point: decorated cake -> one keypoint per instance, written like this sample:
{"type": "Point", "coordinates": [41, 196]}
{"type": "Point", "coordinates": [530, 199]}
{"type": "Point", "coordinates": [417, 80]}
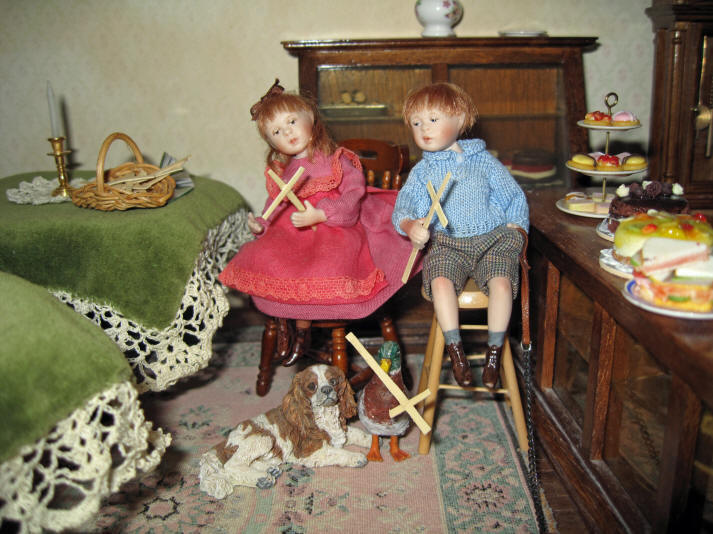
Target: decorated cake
{"type": "Point", "coordinates": [640, 198]}
{"type": "Point", "coordinates": [634, 232]}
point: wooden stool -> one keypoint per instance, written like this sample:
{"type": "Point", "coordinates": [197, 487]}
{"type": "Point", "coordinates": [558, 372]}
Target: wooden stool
{"type": "Point", "coordinates": [470, 299]}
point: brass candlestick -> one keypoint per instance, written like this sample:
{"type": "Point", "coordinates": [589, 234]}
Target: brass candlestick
{"type": "Point", "coordinates": [59, 154]}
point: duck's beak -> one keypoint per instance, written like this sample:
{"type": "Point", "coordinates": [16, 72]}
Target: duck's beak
{"type": "Point", "coordinates": [385, 364]}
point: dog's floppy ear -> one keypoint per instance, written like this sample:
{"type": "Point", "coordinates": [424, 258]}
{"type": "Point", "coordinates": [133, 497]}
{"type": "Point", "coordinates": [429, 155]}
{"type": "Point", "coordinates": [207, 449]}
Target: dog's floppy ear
{"type": "Point", "coordinates": [296, 405]}
{"type": "Point", "coordinates": [347, 405]}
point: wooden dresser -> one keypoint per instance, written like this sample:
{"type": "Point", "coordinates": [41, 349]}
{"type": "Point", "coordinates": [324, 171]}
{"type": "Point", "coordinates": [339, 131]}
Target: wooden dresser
{"type": "Point", "coordinates": [624, 395]}
{"type": "Point", "coordinates": [529, 91]}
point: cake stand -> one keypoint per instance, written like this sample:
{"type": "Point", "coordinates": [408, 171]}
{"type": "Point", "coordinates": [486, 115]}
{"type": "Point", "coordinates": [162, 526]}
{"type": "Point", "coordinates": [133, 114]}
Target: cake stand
{"type": "Point", "coordinates": [610, 100]}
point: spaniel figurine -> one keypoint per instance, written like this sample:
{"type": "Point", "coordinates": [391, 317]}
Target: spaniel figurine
{"type": "Point", "coordinates": [308, 428]}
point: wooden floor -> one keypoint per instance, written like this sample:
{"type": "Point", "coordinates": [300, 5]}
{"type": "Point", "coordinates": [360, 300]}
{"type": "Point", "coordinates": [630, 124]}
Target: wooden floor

## [PROBLEM TO SOLVE]
Extract every line above verbatim, leaving out the pictures.

## [ANSWER FOR THIS EXERCISE]
point: decorated cake -> one keypoint per instance, written like this sample:
{"type": "Point", "coordinates": [41, 196]}
{"type": "Point", "coordinates": [530, 199]}
{"type": "Point", "coordinates": [417, 80]}
Target: decorated cake
{"type": "Point", "coordinates": [640, 198]}
{"type": "Point", "coordinates": [634, 232]}
point: wooden stool -> one keypoint per instance, written like this sample:
{"type": "Point", "coordinates": [197, 487]}
{"type": "Point", "coordinates": [558, 372]}
Target: wooden stool
{"type": "Point", "coordinates": [470, 299]}
point: brass candlestick -> one keypoint per instance, written like this sample:
{"type": "Point", "coordinates": [589, 234]}
Target: brass candlestick
{"type": "Point", "coordinates": [59, 154]}
point: duck's beak -> one keypoint per instance, written like this sample:
{"type": "Point", "coordinates": [16, 72]}
Target: duck's beak
{"type": "Point", "coordinates": [385, 364]}
point: dog's floppy ear -> one keypoint per instance, written like this sample:
{"type": "Point", "coordinates": [424, 258]}
{"type": "Point", "coordinates": [133, 497]}
{"type": "Point", "coordinates": [429, 155]}
{"type": "Point", "coordinates": [207, 449]}
Target: dog's floppy ear
{"type": "Point", "coordinates": [296, 405]}
{"type": "Point", "coordinates": [347, 405]}
point: wooden dresser -> one keypoint per instance, written like this sample:
{"type": "Point", "coordinates": [41, 349]}
{"type": "Point", "coordinates": [324, 171]}
{"type": "Point", "coordinates": [339, 131]}
Target: wooden dresser
{"type": "Point", "coordinates": [624, 395]}
{"type": "Point", "coordinates": [529, 91]}
point: cake stand -> one keypoint per instance, written like this sample:
{"type": "Point", "coordinates": [408, 171]}
{"type": "Point", "coordinates": [486, 115]}
{"type": "Point", "coordinates": [162, 526]}
{"type": "Point", "coordinates": [133, 114]}
Target: cake stand
{"type": "Point", "coordinates": [610, 100]}
point: spaniel figurine -> one keypoint per instance, written like this sample:
{"type": "Point", "coordinates": [391, 317]}
Target: spaniel figurine
{"type": "Point", "coordinates": [308, 428]}
point: wooden floor -> one keypoint per instance, written like this sample:
{"type": "Point", "coordinates": [300, 5]}
{"type": "Point", "coordinates": [360, 300]}
{"type": "Point", "coordinates": [630, 124]}
Target: wooden floor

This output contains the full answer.